Task instructions
List every line below that contains the word "just".

Task input
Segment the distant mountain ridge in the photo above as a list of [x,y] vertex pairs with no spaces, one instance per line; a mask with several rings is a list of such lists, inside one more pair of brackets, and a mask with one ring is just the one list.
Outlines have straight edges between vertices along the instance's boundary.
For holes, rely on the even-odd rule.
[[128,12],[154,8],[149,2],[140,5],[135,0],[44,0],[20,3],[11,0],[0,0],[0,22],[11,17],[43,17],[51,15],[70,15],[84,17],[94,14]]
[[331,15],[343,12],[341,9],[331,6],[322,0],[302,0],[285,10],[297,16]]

---

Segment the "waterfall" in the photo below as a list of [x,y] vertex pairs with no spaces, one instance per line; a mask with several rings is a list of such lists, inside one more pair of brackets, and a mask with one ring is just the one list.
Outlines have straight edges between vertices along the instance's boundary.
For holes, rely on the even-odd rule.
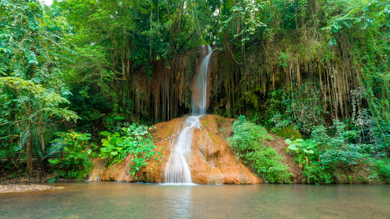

Result
Segment the distant mountain ridge in the photo above as a list of [x,y] vertex pairs with no spaces, one instance per line; a mask with several rings is a list of such lists, inside one more pair of brackets, and a mask with one ring is just the one list.
Segment the "waterfall" in the photo below as a list of [x,y] vertex pairs with no spaces, one instance per line; a mask with several rings is a list of such lists, inside one more pair of brackets, and a mask with one ring is just the one list.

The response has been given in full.